** start of SUPPLIED DATA **

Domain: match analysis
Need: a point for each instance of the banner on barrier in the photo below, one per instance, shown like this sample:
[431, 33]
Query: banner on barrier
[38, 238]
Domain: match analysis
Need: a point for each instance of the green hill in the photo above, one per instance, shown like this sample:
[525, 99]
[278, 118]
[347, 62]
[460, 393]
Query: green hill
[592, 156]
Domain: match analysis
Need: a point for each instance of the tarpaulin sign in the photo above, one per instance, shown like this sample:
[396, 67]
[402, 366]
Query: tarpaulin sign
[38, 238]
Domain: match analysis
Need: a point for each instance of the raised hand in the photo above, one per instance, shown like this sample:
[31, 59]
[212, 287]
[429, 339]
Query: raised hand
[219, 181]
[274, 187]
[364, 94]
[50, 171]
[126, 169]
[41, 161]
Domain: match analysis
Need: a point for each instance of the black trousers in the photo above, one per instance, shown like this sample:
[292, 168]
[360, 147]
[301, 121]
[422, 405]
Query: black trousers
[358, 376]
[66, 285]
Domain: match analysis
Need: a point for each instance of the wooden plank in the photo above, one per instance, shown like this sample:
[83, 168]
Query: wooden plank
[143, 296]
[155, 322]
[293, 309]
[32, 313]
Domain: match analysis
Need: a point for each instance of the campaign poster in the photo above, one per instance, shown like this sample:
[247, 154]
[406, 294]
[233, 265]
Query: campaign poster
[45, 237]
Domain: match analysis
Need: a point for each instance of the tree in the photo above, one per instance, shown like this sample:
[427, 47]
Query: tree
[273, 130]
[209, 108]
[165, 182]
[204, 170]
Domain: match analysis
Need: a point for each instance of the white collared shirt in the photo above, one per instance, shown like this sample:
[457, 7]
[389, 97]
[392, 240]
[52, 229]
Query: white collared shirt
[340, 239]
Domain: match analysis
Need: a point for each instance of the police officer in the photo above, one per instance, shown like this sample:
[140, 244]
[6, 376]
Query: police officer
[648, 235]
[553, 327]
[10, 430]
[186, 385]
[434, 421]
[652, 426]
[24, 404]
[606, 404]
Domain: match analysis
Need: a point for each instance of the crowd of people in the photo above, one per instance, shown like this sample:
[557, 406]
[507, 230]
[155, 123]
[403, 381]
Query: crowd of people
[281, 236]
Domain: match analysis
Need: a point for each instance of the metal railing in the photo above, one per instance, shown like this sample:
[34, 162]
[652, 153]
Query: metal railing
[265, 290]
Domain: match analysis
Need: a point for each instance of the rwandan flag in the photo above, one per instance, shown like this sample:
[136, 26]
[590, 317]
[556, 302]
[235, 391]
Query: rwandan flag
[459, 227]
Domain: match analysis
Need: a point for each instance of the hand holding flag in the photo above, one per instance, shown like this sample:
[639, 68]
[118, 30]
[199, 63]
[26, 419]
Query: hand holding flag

** end of SUPPLIED DATA **

◆ THE TASK ◆
Type out the entries again, word for word.

◆ EXERCISE OUTPUT ◆
Domain: match analysis
Need: a point for each instance of the banner on barrier in the photo below, one per instance, shown like this sample:
[431, 33]
Query: banner on barrier
[38, 238]
Domain: match analysis
Need: a point for each instance of the green hill in the photo above, one per instance, shown like this sample:
[525, 99]
[278, 118]
[347, 62]
[460, 393]
Query: green hill
[592, 156]
Domain: match analysis
Need: a point for each instance of the tarpaulin sign in the photo above, one per instance, shown like this sample:
[396, 67]
[402, 366]
Query: tarpaulin sign
[38, 238]
Domain: match analysis
Need: a point for each instance of the raised hand in the photo above, one per instance, shown like this sample:
[31, 59]
[212, 287]
[429, 339]
Query: raised hand
[219, 181]
[274, 187]
[364, 94]
[50, 171]
[126, 169]
[41, 161]
Domain: match analysis
Need: a point for each instance of the black trousers in the photo above, one per instance, shown like this sample:
[292, 168]
[360, 147]
[301, 121]
[422, 405]
Query: black trousers
[358, 376]
[66, 285]
Domain: match analysis
Need: a point for each instance of the wooden plank in the photo above, one per instance, shown like this sample:
[83, 168]
Query: wooden plank
[143, 296]
[155, 322]
[293, 309]
[32, 313]
Domain: match analysis
Need: a point for each instance of the campaign poster in the photo above, one per instance, shown like this sample:
[247, 154]
[406, 294]
[233, 265]
Query: campaign poster
[45, 237]
Domain: match analysis
Need: a point for each instance of the tree in the photo above, one per instance, shown like this sample:
[427, 47]
Query: tree
[273, 130]
[209, 108]
[165, 182]
[204, 170]
Domain: match analysis
Need: a point for each instance of the white collared shirt in the photo above, one per instance, shown like this sample:
[457, 7]
[389, 97]
[392, 240]
[52, 229]
Query: white collared shirt
[340, 239]
Domain: match analysis
Need: a point for each instance of the police officer in the photo above, one per instance, shown like this sample:
[140, 244]
[6, 376]
Query: police officer
[648, 235]
[553, 327]
[10, 430]
[186, 385]
[434, 421]
[652, 426]
[24, 404]
[606, 404]
Domain: match analysis
Need: a point for each instance of the crowd of people in the photo above, one per instance, shown like this sample:
[557, 406]
[507, 230]
[155, 123]
[403, 381]
Query: crowd of people
[281, 236]
Domain: match analysis
Need: a point for each instance of the metal railing in the photo above, one per instance, shown like this sample:
[34, 162]
[652, 153]
Query: metal railing
[265, 290]
Domain: match analysis
Need: a point for each instance of the rwandan flag in the photo above, one per instance, shown like this sample:
[136, 26]
[590, 317]
[556, 302]
[235, 391]
Query: rwandan flag
[459, 227]
Domain: match analysis
Need: a point for each instance of the hand holding flag in the photo above, one per instance, shown like this sample:
[639, 68]
[118, 30]
[199, 63]
[26, 419]
Query: hand holding flag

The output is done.